EXTRACT PROVIDED:
==*==
Historical CBA / Storm pact fixed CBA errors until…

Reporter : Jimmy Olsen

Content : CGI margin loans, Storm clients, Commonwealth Bank errors, ASIC compensation

Tuesday 5th June 2012

We have already seen how Storm had developed a re-participation strategy to cope with highly volatile and deeply negative markets.  Similarly Storm entered into a pact with the Commonwealth Bank in the early 2000’s to work in close cooperation with them in the event that serious errors occurred.  This informal cooperation which we demonstrate in this article culminated in an attempt to formalise this cooperation in an agreement ratified 18th May 2007.  We now know that the Commonwealth Bank sidestepped this agreement in 2008 and in doing so contributed to the destruction of Storm and its clients.

Between 2001-03 it was discovered CBA had error’s in its then margin lending system which, among other things, often under-allocated or over-allocated units to individual accounts.  The effect of an over-allocation was to delay margin calls past the point where the margin call should have occurred, causing some clients to go into negative equity.  Thanks to the ever increasing supply of statements that The Plain Truth has received it has been identified that one of the main reasons for the over-allocation of units was because when redemptions occurred the CBA system failed to remove those redeemed units.  This overstated a client security position which gave the appearance that the account was in a stronger position than it actually was.

In addition to the failure to record redemptions the CBA also simply got its record keeping wrong because at that time the unit updating system was manual and not timely.  Hence human error played a large part.  Some of these additional types of errors involved recording an individual security / fund as collateral on another borrowers CGI margin loan and not on the correct loan OR alternatively recording the same collateral on two different borrowers loans.  Accordingly this one error affected two borrower accounts simultaneously by overstating the units on one and understating the units on the other or alternatively correctly recorded the collateral on one account and overstated it on the other.

Given the large amount of material The Plain Truth has been provided with by Storm clients we have the luxury of selecting for an illustration which shows the client was not only the victim of one CBA mistake but subjected to two unrelated mistakes…AT THE SAME TIME.
==*==
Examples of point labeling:
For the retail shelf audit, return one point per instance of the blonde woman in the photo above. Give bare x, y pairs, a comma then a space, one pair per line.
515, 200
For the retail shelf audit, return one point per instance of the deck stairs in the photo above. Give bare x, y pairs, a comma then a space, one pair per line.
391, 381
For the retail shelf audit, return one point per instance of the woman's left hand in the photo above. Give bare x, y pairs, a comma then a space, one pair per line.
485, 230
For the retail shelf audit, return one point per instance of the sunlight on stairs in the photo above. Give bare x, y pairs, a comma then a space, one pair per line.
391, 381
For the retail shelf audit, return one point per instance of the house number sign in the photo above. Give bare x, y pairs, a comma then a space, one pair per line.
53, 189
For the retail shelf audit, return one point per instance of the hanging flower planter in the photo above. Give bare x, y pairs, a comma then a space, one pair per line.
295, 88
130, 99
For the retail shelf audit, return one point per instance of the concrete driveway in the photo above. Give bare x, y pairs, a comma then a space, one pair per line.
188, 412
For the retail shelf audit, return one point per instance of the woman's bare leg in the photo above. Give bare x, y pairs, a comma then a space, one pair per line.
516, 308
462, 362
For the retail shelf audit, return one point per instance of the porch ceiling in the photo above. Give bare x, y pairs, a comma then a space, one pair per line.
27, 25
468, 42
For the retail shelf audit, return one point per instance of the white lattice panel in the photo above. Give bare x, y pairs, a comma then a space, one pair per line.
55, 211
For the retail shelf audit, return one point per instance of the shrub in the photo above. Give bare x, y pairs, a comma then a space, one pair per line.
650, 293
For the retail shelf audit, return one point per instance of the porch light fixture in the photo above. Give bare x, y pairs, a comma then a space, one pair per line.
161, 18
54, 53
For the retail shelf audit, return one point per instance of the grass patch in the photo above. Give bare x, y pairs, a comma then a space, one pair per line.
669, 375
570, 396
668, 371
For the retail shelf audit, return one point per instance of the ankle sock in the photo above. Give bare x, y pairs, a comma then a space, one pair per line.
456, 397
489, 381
==*==
EXERCISE 1: According to the article on the Storm and Commonwealth Bank pact, on what date was the agreement formalizing their cooperation ratified?
EXERCISE 2: Print the part of the article on the Storm and Commonwealth Bank pact that opens with the words containing "Historical CBA /" and closes with "and its clients.".

EXPECTED OUTPUT 1: 18th May 2007

EXPECTED OUTPUT 2:
Historical CBA / Storm pact fixed CBA errors until…

Reporter : Jimmy Olsen

Content : CGI margin loans, Storm clients, Commonwealth Bank errors, ASIC compensation

Tuesday 5th June 2012

We have already seen how Storm had developed a re-participation strategy to cope with highly volatile and deeply negative markets.  Similarly Storm entered into a pact with the Commonwealth Bank in the early 2000’s to work in close cooperation with them in the event that serious errors occurred.  This informal cooperation which we demonstrate in this article culminated in an attempt to formalise this cooperation in an agreement ratified 18th May 2007.  We now know that the Commonwealth Bank sidestepped this agreement in 2008 and in doing so contributed to the destruction of Storm and its clients.